## Exercise details:
The full set of records below is to be reproduced without a single alteration.

+ + + + +

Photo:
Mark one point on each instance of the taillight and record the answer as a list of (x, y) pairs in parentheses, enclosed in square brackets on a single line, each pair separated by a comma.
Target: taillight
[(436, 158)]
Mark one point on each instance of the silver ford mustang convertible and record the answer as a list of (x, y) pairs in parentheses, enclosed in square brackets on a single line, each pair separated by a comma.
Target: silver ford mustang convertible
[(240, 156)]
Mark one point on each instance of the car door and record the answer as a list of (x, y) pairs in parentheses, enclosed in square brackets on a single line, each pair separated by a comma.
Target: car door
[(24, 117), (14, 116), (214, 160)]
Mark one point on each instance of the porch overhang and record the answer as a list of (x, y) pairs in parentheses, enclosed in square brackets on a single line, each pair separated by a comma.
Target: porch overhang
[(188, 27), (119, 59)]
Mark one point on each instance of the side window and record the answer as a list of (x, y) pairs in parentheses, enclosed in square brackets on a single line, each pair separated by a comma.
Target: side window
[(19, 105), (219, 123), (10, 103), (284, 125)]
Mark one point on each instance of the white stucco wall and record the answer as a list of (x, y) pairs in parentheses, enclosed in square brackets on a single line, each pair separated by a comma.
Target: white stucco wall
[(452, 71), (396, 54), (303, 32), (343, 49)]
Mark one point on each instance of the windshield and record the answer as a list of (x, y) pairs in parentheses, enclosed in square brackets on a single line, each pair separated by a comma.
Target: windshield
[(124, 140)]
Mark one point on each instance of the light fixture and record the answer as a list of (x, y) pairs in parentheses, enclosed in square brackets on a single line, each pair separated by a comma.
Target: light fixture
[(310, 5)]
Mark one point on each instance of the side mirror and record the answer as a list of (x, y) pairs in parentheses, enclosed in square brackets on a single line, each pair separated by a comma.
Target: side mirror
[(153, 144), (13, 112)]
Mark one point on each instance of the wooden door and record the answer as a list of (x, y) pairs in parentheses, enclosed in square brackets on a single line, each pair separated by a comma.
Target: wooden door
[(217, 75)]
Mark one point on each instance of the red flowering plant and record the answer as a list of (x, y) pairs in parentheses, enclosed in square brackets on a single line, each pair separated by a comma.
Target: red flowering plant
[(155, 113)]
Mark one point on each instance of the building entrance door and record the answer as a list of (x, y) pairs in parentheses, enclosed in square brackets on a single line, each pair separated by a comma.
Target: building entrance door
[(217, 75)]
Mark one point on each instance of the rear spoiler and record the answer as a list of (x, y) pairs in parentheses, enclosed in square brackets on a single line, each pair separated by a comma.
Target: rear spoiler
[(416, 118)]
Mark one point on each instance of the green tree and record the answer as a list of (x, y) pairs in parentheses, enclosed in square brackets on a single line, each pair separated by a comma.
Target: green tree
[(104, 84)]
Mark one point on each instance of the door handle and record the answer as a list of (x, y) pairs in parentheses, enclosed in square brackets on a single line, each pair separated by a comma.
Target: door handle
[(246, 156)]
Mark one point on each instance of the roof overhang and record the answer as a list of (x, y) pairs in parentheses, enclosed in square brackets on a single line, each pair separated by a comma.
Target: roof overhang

+ + + + +

## Answer to this exercise:
Photo:
Mark one point on each instance of the taillight and record the answer as a list of (x, y) pairs in parentheses, enclosed in square brackets on a single line, each pair separated by a comma.
Target: taillight
[(436, 158)]
Mark one point on each instance of the silver ford mustang convertible and record the answer as a list of (x, y) pairs in parentheses, enclosed in square brackets on a single line, each pair separated by a comma.
Target: silver ford mustang convertible
[(240, 156)]
Mark one point on each instance of the car door and record the answer as a list of (x, y) pairs in parentheses, enclosed in square brackets on a single line, each pair separated by a comma.
Target: car door
[(24, 117), (14, 116), (214, 160)]
Mark one point on each instance of the porch overhang and record the answer as a list of (x, y) pairs in parentheses, enclosed in square brackets on a single line, each pair separated by a comma.
Target: porch overhang
[(188, 27), (119, 59)]
Mark one point on each instance of the side window and record the answer as a list of (x, y) pairs in parentheses, enclosed in square brackets on a single line, each pair separated by a comma.
Target: side window
[(19, 105), (219, 123), (10, 103), (284, 125)]
Mark one point on each instance of the white stucco wall and record the answer as a list of (x, y) pairs in parentheses, enclosed in square brackets on a single line, each pair separated by a comma.
Target: white stucco wall
[(452, 71), (396, 54), (303, 32), (343, 49)]
Mark one point on each instance of the windshield and record the answer as a list of (x, y) pairs in parentheses, enclosed in square brackets on a single line, each pair separated by a comma.
Target: windshield
[(124, 140)]
Mark one point on each instance of the light fixture and record the answer as a list of (x, y) pairs in parentheses, enclosed in square brackets on a single line, each pair separated by a comma.
Target: light fixture
[(310, 5)]
Mark one point on each instance of the side mirror and record the answer as a list of (x, y) pairs in parentheses, enclosed in square brackets on a single line, each pair separated by a comma.
Target: side mirror
[(153, 144), (13, 112)]
Mark one point on each instance of the wooden door and record the answer as a list of (x, y) pairs in parentheses, enclosed in square brackets on a single line, each pair separated by a comma.
Target: wooden door
[(217, 75)]
Mark one point on each instance of the red flowering plant and record the answer as a list of (x, y) pairs in parentheses, enclosed in square brackets on a single line, each pair separated by a comma.
Target: red flowering plant
[(155, 113)]
Mark one point on each instance of the building entrance door and record the answer as a list of (x, y) pairs in parentheses, enclosed in square brackets on a single line, each pair separated by a comma.
Target: building entrance door
[(217, 75)]
Mark one point on each instance of the rear spoiler and record the answer as a list of (x, y) pairs in parentheses, enclosed in square brackets on a single line, each pair separated by a comma.
Target: rear spoiler
[(416, 118)]
Mark one point on each instance of the green tree and record the answer as a list of (x, y) pairs in parentheses, enclosed in square brackets on a single line, each pair separated by a comma.
Target: green tree
[(104, 84)]
Mark one point on each instance of the door handle and record the answer as a list of (x, y) pairs in parentheses, enclosed in square brackets on a single line, each pair separated by a comma.
Target: door handle
[(246, 156)]
Mark one point on each instance of the roof overhang and record the answer as a list of (x, y) pairs in parentheses, enclosed in square brackets on a single line, each pair separated by a comma.
Target: roof overhang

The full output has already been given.